*Your objective*:
Pull out every line in the records below that contains the word "house". Case counts.

■ ■ ■ ■ ■

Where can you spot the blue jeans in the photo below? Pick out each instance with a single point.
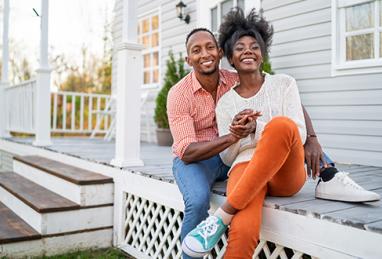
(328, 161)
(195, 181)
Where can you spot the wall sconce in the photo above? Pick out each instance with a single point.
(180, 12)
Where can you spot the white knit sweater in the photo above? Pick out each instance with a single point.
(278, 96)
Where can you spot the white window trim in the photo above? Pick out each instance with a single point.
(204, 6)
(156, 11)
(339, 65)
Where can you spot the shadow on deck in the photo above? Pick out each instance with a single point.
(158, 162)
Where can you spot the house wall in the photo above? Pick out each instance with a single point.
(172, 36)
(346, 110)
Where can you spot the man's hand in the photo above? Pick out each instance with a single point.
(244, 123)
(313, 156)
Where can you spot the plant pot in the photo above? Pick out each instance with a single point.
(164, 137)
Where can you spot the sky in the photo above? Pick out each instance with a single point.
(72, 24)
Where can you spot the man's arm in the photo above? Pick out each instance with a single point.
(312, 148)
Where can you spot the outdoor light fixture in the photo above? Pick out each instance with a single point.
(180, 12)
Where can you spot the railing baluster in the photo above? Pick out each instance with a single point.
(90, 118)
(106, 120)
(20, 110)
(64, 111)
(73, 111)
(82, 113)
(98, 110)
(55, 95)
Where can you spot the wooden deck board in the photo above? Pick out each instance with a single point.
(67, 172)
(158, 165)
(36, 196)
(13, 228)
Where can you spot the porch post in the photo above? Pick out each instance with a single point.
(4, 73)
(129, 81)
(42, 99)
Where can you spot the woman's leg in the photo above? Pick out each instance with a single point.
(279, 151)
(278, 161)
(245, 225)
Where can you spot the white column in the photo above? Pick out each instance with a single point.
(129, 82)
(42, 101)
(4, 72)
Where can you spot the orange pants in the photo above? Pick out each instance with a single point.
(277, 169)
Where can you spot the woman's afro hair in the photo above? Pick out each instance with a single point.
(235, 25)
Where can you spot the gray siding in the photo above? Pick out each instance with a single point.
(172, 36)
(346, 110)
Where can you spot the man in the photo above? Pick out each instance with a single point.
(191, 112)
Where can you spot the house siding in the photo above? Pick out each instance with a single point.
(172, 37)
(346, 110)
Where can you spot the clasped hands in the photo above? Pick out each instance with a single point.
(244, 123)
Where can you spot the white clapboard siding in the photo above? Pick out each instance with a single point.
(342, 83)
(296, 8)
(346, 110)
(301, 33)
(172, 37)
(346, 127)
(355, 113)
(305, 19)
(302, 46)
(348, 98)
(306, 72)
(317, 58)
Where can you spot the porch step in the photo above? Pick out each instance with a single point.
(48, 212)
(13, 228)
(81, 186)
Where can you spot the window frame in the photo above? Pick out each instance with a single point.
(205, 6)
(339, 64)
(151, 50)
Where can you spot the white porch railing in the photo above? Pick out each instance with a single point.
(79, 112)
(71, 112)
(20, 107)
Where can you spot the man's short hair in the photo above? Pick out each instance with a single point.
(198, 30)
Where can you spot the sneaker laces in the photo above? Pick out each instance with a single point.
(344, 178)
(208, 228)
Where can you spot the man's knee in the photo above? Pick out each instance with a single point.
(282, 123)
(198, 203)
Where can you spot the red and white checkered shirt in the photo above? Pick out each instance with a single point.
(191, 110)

■ ■ ■ ■ ■

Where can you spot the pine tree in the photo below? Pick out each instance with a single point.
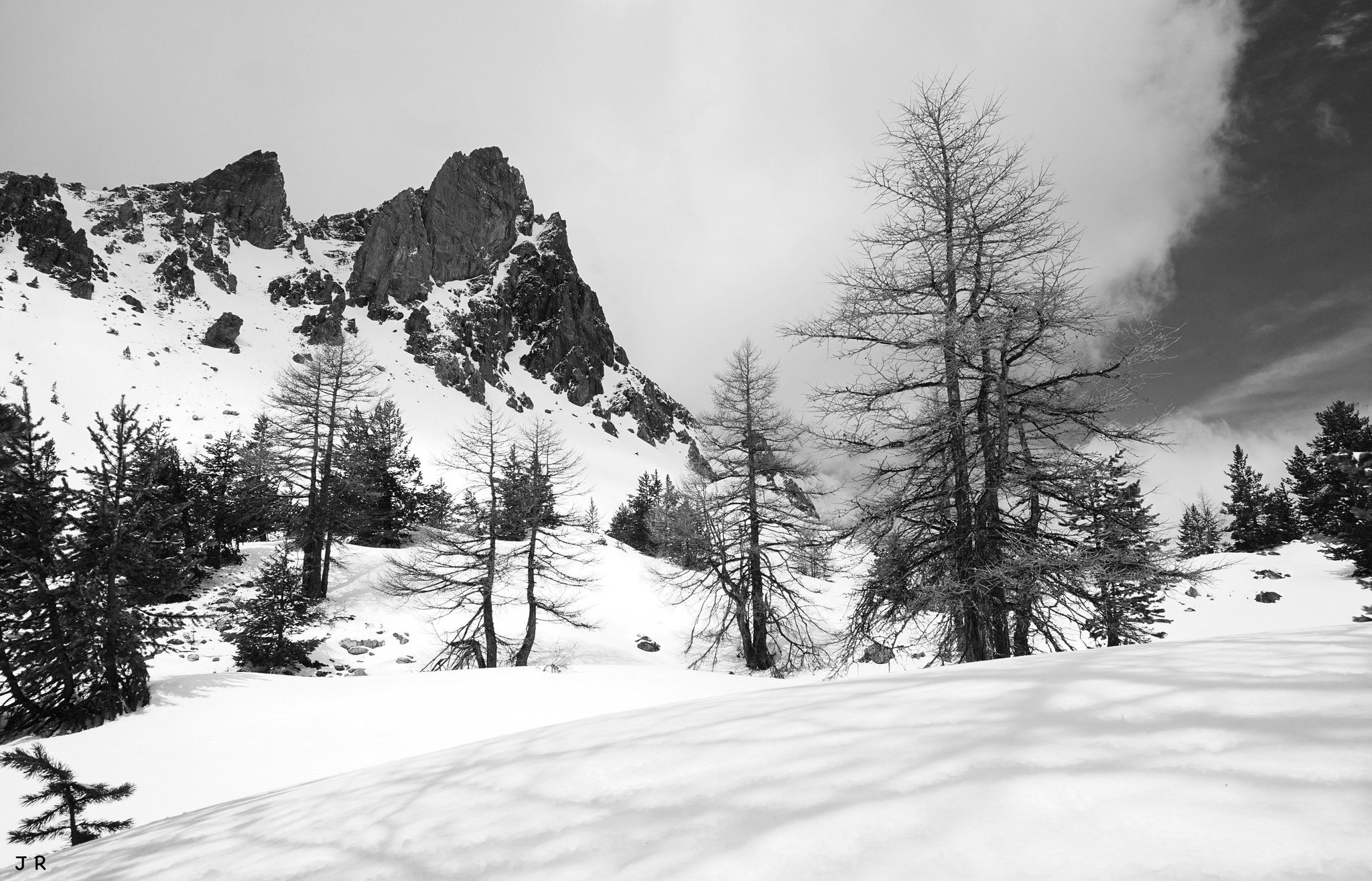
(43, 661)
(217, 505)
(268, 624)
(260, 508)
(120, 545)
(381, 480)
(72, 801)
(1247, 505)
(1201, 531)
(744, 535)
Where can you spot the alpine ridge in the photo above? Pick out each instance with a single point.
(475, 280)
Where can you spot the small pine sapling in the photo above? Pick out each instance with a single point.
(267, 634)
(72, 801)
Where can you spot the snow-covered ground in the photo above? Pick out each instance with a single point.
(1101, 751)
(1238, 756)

■ ■ ■ ■ ■

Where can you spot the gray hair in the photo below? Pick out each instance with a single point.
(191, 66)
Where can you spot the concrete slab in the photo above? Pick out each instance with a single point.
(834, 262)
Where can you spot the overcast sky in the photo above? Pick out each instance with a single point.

■ ■ ■ ■ ■

*Response to the task*:
Where can you spot the house wall in the photo above? Pick out each instance with a single point.
Where can you spot the house siding in the photo above? Pick out each instance with a single point.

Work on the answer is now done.